# TEXT PROVIDED
* Start *
Fixes: e880c6ea5 (KVM: x86: hyper-v: Prevent using not-yet-updated TSC page by secondary CPUs)
Reviewed-by: Vitaly Kuznetsov <vkuznets@redhat.com>
Signed-off-by: Wanpeng Li <wanpengli@tencent.com>
---
 arch/x86/kvm/hyperv.c | 8 ++++++++
 1 file changed, 8 insertions(+)

diff --git a/arch/x86/kvm/hyperv.c b/arch/x86/kvm/hyperv.c
index f98370a3..f00830e 100644
--- a/arch/x86/kvm/hyperv.c
+++ b/arch/x86/kvm/hyperv.c
@@ -1172,6 +1172,7 @@ void kvm_hv_invalidate_tsc_page(struct kvm *kvm)
* End *
# DATA SHOWN
* Start *
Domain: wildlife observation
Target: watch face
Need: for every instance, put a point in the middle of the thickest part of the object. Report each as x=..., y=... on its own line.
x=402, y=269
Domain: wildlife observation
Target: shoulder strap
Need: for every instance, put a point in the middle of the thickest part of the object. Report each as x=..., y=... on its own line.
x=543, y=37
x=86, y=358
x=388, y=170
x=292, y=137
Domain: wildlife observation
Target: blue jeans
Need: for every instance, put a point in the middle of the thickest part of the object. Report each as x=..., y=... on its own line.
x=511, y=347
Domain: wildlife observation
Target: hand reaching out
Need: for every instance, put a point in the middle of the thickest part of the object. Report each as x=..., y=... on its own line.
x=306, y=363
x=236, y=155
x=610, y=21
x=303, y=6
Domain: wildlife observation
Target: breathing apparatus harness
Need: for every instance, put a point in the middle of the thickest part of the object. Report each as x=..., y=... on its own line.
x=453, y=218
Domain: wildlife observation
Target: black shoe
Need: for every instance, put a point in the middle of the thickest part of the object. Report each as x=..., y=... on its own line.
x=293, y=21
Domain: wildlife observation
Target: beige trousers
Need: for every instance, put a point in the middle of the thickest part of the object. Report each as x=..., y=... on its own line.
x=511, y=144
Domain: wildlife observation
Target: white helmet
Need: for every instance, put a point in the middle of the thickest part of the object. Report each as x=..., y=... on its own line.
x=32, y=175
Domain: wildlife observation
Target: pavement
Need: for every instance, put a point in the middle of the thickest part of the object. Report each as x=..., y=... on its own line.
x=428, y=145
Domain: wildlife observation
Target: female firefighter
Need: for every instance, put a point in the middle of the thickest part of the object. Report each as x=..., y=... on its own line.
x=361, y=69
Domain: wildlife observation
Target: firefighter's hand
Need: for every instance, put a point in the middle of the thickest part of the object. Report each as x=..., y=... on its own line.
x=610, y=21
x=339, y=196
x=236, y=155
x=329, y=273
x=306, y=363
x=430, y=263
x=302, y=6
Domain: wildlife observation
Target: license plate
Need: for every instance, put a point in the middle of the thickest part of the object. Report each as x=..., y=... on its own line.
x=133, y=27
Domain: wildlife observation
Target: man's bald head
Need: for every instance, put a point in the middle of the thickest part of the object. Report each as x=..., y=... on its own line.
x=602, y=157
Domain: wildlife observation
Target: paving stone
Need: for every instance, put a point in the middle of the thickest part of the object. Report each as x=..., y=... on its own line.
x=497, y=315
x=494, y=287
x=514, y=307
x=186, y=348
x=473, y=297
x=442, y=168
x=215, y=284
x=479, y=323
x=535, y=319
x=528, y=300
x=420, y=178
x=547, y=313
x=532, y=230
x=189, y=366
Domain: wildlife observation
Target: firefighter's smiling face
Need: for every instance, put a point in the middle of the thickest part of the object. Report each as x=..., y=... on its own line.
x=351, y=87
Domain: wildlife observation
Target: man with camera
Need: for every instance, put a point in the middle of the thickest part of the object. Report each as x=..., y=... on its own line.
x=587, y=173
* End *
* Start *
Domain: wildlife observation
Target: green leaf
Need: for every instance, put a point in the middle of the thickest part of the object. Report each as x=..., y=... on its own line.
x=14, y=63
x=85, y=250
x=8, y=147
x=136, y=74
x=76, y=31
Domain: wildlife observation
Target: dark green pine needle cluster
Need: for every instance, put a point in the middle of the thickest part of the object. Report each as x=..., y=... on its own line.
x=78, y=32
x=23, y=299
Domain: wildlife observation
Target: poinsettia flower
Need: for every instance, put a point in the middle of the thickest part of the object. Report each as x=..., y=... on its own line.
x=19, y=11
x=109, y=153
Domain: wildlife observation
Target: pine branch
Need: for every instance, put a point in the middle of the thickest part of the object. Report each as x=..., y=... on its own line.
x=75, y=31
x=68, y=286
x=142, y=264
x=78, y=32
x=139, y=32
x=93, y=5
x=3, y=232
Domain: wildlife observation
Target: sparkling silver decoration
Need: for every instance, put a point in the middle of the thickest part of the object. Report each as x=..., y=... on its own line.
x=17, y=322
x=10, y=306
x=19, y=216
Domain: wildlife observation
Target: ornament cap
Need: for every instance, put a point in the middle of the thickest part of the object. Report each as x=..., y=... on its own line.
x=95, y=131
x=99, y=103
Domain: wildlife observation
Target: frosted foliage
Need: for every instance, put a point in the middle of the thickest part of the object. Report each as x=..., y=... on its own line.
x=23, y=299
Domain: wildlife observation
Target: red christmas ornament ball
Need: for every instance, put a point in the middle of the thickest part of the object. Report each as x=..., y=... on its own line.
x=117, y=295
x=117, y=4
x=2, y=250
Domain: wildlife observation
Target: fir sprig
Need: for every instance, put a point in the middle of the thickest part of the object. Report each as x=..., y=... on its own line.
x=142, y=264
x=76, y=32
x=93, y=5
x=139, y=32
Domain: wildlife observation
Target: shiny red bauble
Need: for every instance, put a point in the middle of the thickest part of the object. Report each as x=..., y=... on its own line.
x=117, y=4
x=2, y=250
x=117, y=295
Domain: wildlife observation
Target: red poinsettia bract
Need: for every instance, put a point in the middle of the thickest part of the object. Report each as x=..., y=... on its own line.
* End *
# WORK TO COMPLETE
a) Name each tag that ends in a colon at the start of the patch's first three lines.
b) Set down the stretch of the patch that begins at the words "Reviewed-by: Vitaly Kuznetsov" and stops after "kvm_hv_invalidate_tsc_page(struct kvm *kvm)", keeping every character the same.

# EXPECTED RESPONSES
a) Fixes, Reviewed-by, Signed-off-by

b)
Reviewed-by: Vitaly Kuznetsov <vkuznets@redhat.com>
Signed-off-by: Wanpeng Li <wanpengli@tencent.com>
---
 arch/x86/kvm/hyperv.c | 8 ++++++++
 1 file changed, 8 insertions(+)

diff --git a/arch/x86/kvm/hyperv.c b/arch/x86/kvm/hyperv.c
index f98370a3..f00830e 100644
--- a/arch/x86/kvm/hyperv.c
+++ b/arch/x86/kvm/hyperv.c
@@ -1172,6 +1172,7 @@ void kvm_hv_invalidate_tsc_page(struct kvm *kvm)